====== Extracted material ======

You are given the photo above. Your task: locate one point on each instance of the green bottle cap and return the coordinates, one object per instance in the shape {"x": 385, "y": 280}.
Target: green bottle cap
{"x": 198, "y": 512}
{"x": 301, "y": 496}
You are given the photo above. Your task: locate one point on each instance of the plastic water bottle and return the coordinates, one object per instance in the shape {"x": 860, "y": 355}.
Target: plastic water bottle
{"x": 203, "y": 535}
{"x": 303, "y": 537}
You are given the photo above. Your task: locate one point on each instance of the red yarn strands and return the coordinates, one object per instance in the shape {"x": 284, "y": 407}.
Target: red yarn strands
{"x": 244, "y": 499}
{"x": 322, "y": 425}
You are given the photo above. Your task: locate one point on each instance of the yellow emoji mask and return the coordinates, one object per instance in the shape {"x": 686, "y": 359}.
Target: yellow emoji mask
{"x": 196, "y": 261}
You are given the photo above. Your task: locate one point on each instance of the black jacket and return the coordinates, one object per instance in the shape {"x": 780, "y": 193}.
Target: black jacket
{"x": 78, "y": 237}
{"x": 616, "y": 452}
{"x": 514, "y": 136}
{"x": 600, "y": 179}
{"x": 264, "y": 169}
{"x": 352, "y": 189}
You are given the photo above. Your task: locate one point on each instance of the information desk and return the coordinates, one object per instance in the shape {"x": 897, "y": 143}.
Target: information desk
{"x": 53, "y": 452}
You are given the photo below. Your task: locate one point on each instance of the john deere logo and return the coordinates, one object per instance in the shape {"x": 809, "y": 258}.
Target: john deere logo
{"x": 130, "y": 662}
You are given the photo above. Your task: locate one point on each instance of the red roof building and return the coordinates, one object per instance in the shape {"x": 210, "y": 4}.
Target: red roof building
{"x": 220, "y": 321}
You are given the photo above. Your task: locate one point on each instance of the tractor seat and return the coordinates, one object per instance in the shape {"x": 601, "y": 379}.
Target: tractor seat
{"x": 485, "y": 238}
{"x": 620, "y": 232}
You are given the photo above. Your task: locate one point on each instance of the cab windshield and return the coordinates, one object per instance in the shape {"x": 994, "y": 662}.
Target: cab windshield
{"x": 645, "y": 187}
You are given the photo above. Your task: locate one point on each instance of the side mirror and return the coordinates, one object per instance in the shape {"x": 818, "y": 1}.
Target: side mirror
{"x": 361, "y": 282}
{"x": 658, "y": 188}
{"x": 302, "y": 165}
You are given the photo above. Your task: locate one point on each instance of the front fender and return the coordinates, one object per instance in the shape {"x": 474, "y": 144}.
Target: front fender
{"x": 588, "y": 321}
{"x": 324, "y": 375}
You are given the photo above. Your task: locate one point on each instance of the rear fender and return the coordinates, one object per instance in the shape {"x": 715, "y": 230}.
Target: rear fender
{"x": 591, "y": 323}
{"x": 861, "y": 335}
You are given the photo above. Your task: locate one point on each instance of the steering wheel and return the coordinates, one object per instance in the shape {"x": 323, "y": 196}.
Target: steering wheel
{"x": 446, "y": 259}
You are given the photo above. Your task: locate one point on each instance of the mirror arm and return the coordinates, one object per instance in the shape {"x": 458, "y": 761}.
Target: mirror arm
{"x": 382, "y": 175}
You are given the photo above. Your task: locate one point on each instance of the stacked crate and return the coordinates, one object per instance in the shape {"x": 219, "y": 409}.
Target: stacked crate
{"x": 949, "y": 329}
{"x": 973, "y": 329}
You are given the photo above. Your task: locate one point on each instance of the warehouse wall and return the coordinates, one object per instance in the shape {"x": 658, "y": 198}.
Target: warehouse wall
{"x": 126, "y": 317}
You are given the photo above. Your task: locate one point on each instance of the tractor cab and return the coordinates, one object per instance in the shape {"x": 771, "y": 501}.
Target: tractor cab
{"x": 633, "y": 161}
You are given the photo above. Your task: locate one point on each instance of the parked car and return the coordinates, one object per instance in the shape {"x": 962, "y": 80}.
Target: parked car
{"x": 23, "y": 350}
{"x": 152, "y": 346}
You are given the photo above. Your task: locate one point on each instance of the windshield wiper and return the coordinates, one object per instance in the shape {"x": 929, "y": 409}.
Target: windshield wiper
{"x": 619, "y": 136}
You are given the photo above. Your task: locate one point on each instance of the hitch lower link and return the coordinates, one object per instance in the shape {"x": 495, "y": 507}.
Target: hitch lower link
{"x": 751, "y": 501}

======

*Work to be completed*: Reproduce every record word for word.

*Solution below*:
You are given the photo above. Your task: locate one point on each instance of the green bottle cap and return the coordinates, one object per instance in the shape {"x": 385, "y": 280}.
Target: green bottle cap
{"x": 198, "y": 512}
{"x": 301, "y": 496}
You are given the photo above. Your task: locate one point on each instance of the plastic water bottle and return the coordinates, one object per instance in the shape {"x": 860, "y": 355}.
Target: plastic water bottle
{"x": 203, "y": 535}
{"x": 303, "y": 537}
You are given the photo above. Your task: locate one point on each instance of the red yarn strands and return the coordinates, one object per instance in the shape {"x": 284, "y": 407}.
Target: red yarn strands
{"x": 244, "y": 499}
{"x": 322, "y": 425}
You are given the photo above. Your task: locate one point on each instance of the yellow emoji mask and return the coordinates, one object per instance in the shape {"x": 686, "y": 359}.
Target: yellow emoji mask
{"x": 196, "y": 261}
You are given the photo above. Your task: locate one point on each instance of the black jacket and return the coordinates, one object per instance in the shape {"x": 780, "y": 193}.
Target: black jacket
{"x": 78, "y": 237}
{"x": 616, "y": 452}
{"x": 514, "y": 136}
{"x": 600, "y": 179}
{"x": 264, "y": 169}
{"x": 352, "y": 189}
You are given the photo above. Your task: locate one point on each instance of the information desk and return the coordinates, one object per instance in the shape {"x": 897, "y": 143}.
Target: information desk
{"x": 53, "y": 452}
You are given the photo below. Your task: locate one point on each instance of the john deere logo and return the coordinates, one object per instance in the shape {"x": 809, "y": 258}.
Target: john deere logo
{"x": 130, "y": 662}
You are given the photo above. Your task: locate one point on each instance of the red roof building and return the coordinates, one object per instance in the shape {"x": 210, "y": 4}.
Target: red roof building
{"x": 220, "y": 321}
You are given the photo above. Your task: locate one point on each instance of the tractor seat and return the coordinates, one object per instance in the shape {"x": 601, "y": 379}.
Target: tractor seat
{"x": 485, "y": 238}
{"x": 620, "y": 232}
You are given the photo above. Your task: locate one point on each instance of the cab windshield and return the coordinates, one object per instance in the shape {"x": 994, "y": 662}.
Target: cab windshield
{"x": 645, "y": 187}
You are given the photo above. Your task: locate one point on each instance of the side mirror and return the coordinates, one object per instance in the shape {"x": 818, "y": 1}.
Target: side mirror
{"x": 361, "y": 282}
{"x": 658, "y": 188}
{"x": 302, "y": 165}
You are given the photo above. Your task: locate one point on each instance of the front fender and return the coordinates, one object per instance in the shape {"x": 474, "y": 144}.
Target: front fender
{"x": 588, "y": 321}
{"x": 324, "y": 375}
You are given the photo above. Your task: locate one point on each instance of the rear fender and return the coordinates, one object per instance in the shape {"x": 715, "y": 230}.
Target: rear fender
{"x": 591, "y": 323}
{"x": 861, "y": 335}
You are given the photo above. Your task: locate one point on each instance of the steering wheel and return the coordinates, one object per instance in the shape {"x": 323, "y": 196}.
Target: steering wheel
{"x": 446, "y": 259}
You are given the photo above. Your task: locate one point on each instance of the mirror arm and return the coordinates, one object per instance in the shape {"x": 458, "y": 761}.
Target: mirror arm
{"x": 382, "y": 175}
You are given the photo above. Your task: locate one point on each instance of the stacked crate and return the coordinates, one object per instance in the shape {"x": 219, "y": 409}.
Target: stacked crate
{"x": 949, "y": 329}
{"x": 973, "y": 329}
You are given the photo above. Your task: locate one point on each instance of the warehouse wall and return the coordinates, one object per instance in the shape {"x": 658, "y": 198}.
Target: warehouse wall
{"x": 126, "y": 317}
You are given the photo above. Your task: locate one point on each instance of the tractor cab and return the coordinates, one object per instance in the shape {"x": 771, "y": 501}.
Target: tractor cab
{"x": 633, "y": 161}
You are given the photo above. Your task: locate one point on each instance of the parked car and return the coordinates, one object per instance in the shape {"x": 962, "y": 80}.
Target: parked car
{"x": 23, "y": 350}
{"x": 152, "y": 346}
You are given the photo above. Your task: locate one point on each instance of the windshield wiper and return the coordinates, one object per instance in the shape {"x": 929, "y": 409}.
Target: windshield wiper
{"x": 619, "y": 136}
You are given the photo above. Your task: locate one point on each instance of the hitch lower link and return the coordinates, one object per instance in the shape {"x": 495, "y": 507}.
Target: hitch lower link
{"x": 751, "y": 501}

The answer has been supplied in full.